■ SET PROBLEM ■
Return the lines below exactly, starting with the line that contains "Question. Locate the dirt" and stopping after the last line.

■ PROVIDED RECORDS ■
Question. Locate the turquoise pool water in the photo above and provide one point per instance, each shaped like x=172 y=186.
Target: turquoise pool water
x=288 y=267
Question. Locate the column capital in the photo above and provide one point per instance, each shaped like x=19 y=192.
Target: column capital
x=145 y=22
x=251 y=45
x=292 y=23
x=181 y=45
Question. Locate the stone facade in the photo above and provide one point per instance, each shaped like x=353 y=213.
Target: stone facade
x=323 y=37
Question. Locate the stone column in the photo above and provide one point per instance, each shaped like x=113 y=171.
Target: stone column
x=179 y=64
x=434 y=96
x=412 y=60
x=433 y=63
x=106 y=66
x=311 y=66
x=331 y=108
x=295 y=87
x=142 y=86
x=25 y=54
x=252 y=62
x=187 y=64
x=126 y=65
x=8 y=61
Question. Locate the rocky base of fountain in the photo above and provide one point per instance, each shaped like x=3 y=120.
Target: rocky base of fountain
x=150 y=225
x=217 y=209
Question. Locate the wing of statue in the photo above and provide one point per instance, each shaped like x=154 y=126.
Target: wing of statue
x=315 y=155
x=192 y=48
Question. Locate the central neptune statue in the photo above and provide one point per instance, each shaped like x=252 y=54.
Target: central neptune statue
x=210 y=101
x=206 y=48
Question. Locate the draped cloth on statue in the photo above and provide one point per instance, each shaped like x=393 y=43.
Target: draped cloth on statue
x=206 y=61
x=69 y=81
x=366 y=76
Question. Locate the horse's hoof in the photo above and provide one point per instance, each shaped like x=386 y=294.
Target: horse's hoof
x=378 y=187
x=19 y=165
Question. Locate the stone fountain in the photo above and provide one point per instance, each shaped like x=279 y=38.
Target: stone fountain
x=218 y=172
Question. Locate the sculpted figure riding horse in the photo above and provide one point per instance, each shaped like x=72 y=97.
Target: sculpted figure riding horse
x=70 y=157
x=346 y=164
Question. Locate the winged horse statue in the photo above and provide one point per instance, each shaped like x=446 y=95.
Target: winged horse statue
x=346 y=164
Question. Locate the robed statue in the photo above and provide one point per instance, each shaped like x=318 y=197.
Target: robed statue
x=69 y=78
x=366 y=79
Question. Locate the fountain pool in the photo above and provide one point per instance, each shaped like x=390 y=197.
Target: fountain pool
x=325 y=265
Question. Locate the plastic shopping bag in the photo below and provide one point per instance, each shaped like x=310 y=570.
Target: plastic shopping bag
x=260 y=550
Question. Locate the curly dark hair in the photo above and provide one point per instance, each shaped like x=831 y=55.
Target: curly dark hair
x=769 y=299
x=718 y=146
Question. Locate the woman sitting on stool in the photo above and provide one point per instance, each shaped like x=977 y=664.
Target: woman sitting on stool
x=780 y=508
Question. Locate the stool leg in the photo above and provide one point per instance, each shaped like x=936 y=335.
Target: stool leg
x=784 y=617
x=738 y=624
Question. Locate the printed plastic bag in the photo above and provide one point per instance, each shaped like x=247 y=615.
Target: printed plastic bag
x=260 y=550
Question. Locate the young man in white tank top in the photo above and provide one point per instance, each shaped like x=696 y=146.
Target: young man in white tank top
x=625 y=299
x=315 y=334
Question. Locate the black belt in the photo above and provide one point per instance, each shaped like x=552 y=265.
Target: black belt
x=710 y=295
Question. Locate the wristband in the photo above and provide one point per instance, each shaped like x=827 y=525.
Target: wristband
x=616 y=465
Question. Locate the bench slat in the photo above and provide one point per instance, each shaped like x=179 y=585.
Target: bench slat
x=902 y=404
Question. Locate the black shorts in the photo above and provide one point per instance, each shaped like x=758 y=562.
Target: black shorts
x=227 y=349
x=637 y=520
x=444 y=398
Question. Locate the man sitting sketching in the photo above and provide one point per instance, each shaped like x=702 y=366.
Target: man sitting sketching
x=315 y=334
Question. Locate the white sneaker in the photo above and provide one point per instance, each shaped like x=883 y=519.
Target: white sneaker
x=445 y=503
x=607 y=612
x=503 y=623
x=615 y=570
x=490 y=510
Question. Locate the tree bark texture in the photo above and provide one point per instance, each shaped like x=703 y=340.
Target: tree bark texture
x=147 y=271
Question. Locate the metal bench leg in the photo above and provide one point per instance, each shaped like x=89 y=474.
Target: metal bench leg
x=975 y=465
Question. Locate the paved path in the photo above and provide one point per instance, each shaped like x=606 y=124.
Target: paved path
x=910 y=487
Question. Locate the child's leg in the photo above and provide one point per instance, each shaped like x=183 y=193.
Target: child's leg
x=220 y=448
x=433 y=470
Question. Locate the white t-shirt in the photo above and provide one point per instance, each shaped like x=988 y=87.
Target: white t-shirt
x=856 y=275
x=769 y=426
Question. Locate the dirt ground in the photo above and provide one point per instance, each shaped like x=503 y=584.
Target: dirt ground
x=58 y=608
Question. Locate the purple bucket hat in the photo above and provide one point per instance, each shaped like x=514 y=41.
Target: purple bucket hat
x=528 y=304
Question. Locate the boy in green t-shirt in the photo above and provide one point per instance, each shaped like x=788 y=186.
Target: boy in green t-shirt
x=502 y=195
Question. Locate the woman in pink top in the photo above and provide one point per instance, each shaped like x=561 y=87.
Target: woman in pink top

■ CORRECT ANSWER ■
Question. Locate the dirt ground in the photo above and provide one point per instance, each shaped like x=503 y=584.
Target: dirt ground
x=58 y=608
Question. Locate the purple bucket hat in the photo above and provide one point per instance, each shaped like x=514 y=41.
Target: purple bucket hat
x=528 y=304
Question. Locate the boy in green t-shirt in the photo above and provide one point per instance, each shaped like x=788 y=186.
Target: boy in green t-shirt
x=502 y=195
Question. Locate the woman in pink top in the photo above and provide one point per instance, each shaped like x=561 y=87.
Target: woman in pink top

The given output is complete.